What needs to be done: Each line of the data must be set down again without a single difference.

Dataset excerpts:
····················
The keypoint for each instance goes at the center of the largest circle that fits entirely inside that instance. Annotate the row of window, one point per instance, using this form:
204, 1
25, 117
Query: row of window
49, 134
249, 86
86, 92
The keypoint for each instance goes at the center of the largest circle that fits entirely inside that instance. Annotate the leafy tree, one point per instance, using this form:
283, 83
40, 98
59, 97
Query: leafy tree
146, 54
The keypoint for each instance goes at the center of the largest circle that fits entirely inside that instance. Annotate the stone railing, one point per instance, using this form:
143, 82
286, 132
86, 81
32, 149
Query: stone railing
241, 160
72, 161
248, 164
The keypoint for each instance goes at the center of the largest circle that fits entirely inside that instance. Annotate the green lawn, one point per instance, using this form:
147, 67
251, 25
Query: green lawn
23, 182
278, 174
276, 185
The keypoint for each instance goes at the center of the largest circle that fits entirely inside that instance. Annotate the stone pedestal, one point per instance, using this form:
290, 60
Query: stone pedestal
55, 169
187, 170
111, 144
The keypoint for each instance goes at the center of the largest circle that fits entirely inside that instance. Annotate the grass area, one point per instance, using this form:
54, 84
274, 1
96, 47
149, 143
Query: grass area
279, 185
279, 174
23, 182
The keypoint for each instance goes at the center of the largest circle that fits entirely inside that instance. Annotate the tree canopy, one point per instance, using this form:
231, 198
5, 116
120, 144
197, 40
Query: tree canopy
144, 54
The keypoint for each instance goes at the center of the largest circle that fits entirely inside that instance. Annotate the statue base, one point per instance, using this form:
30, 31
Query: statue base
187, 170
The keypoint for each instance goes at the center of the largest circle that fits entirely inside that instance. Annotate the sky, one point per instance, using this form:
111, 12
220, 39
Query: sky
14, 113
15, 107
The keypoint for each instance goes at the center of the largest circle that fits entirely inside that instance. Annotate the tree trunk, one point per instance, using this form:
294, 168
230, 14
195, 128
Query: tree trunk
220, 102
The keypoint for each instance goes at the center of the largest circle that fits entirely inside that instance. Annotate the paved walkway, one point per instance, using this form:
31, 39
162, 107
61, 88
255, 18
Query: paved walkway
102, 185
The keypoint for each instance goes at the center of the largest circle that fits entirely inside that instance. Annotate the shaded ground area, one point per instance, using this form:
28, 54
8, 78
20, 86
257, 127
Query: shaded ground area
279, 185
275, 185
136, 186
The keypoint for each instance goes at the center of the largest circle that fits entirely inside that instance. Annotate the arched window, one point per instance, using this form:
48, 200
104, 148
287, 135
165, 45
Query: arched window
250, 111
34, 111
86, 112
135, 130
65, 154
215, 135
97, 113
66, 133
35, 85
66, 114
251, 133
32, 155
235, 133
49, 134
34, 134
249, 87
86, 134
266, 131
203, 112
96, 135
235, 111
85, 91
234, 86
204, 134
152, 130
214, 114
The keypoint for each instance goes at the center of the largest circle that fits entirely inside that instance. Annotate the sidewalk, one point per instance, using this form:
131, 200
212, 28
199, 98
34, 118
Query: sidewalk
····················
Your solution:
The keypoint for each instance goes at the center of the largest circle that fits entirely inside that instance. Annotate the row of window, one point per instance, using this form:
204, 1
25, 117
Query: row of window
49, 134
249, 86
86, 92
The keypoint for each instance goes at the center of the largest circle that fits entirely inside that instance. Annotate the leafy tree, one point per instance, using this form:
283, 83
40, 98
59, 97
Query: leafy tree
146, 54
The keypoint for each instance goes at the center of the largest circle that fits entirely inside that instance. Annotate the stone railing, one point per instance, using this form:
143, 82
286, 132
86, 81
32, 149
Query: stone railing
241, 160
72, 161
248, 164
The keypoint for each instance goes at the center of the largest circle that fits entirely inside that instance. Annotate the green lawn, one point per instance, using this form:
147, 67
251, 25
Query: green lawn
23, 182
278, 174
276, 185
The keypoint for each instance goes at the center of the largest circle that fits entirely inside that instance. Annotate the stone pedestal, one point per instance, using this form:
290, 60
Query: stone pedestal
55, 169
187, 170
111, 144
The keypoint for each instance goes at the center of the largest circle that fits entirely inside that instance. Annotate the grass area, one point per instance, using this form:
54, 84
274, 1
96, 47
149, 143
Query: grass area
279, 185
279, 174
23, 182
The keypoint for each instance goes at the center of the largest circle that fits entirely inside that instance. Annotate the tree canopy, one point per instance, using this form:
231, 198
5, 116
120, 144
197, 40
Query: tree canopy
144, 54
The keypoint for each instance goes at the center of the largest circle that fits entirely inside that instance. Annotate the statue base, one point per instance, using this form:
30, 31
Query: statue base
187, 170
The keypoint for each instance goes at the center of the largest circle that fits entirely inside that instance. Annotate the sky, one point per instance, using this form:
111, 12
220, 39
Query: sky
14, 113
15, 107
The keypoint for each instance goes at the center of the largest circle that fits entirely inside that instance. Annotate the tree trunk, one point per instance, using this form:
294, 168
230, 14
195, 128
Query: tree trunk
220, 102
The keypoint for each instance goes at the center of the largest circle that fits entirely inside that instance. Annotate the paved walkway, one point per instance, using this form:
31, 39
162, 107
61, 88
255, 18
Query: paved walkway
102, 185
The keypoint for each instance goes at the center of the largest circle that fits entirely inside that instance. Annotate the shaded ground area, one point per instance, using this form:
28, 54
8, 78
20, 86
257, 127
Query: shaded ground area
279, 185
275, 185
136, 186
The keypoint for each instance goes at the center of the largest circle that fits entirely inside that instance. Annotate the arched window, one point per instance, using this form:
48, 200
104, 148
287, 135
165, 45
Query: arched window
250, 111
34, 111
86, 112
135, 130
65, 154
215, 135
97, 113
66, 133
35, 85
66, 114
251, 133
32, 155
235, 133
49, 134
34, 134
249, 87
86, 134
266, 131
203, 112
96, 135
235, 111
85, 91
234, 86
204, 134
152, 130
214, 114
The keypoint for each instance goes at the center of the largest circle that fits entirely inside that instance. Annotate the sidewalk, one point per instance, using this form:
131, 200
212, 28
199, 98
34, 118
Query: sidewalk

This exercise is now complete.